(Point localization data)

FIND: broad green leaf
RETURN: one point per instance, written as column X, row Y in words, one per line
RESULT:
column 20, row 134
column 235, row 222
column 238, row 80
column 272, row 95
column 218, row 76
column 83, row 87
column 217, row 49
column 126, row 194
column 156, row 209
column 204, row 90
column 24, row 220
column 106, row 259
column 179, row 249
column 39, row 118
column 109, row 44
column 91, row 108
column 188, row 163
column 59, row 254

- [Work required]:
Return precisely the lines of the records, starting with the line that holds "RETURN: one point" and ending with the last one.

- [Written response]:
RETURN: one point per instance, written as column X, row Y in words, one per line
RESULT:
column 20, row 134
column 235, row 222
column 238, row 80
column 272, row 95
column 218, row 76
column 83, row 87
column 217, row 49
column 126, row 194
column 156, row 209
column 204, row 90
column 24, row 220
column 106, row 259
column 179, row 249
column 39, row 118
column 109, row 44
column 91, row 108
column 188, row 163
column 59, row 254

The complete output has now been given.